■ Required task
Could you write out these entries again, substituting "path" for "walkway" and changing nothing else? Leave the pictures out.
* * * *
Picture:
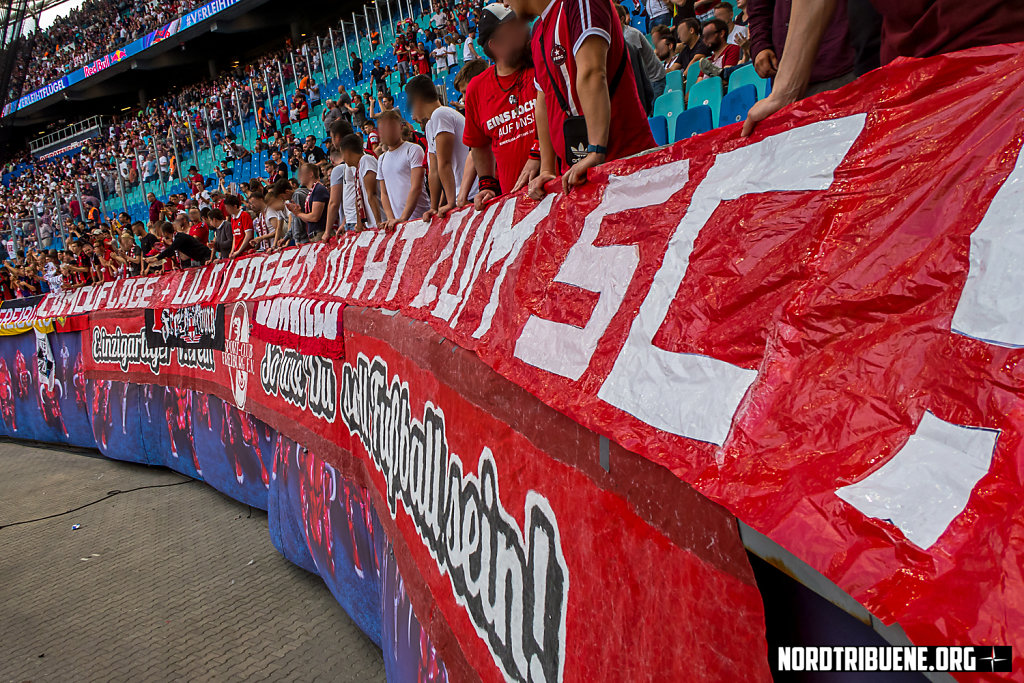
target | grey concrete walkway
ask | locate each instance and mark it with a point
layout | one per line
(168, 584)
* * * *
■ Exercise response
Picture:
target | grey concrete path
ask | locate each instance and mark it with a point
layout | one per line
(168, 584)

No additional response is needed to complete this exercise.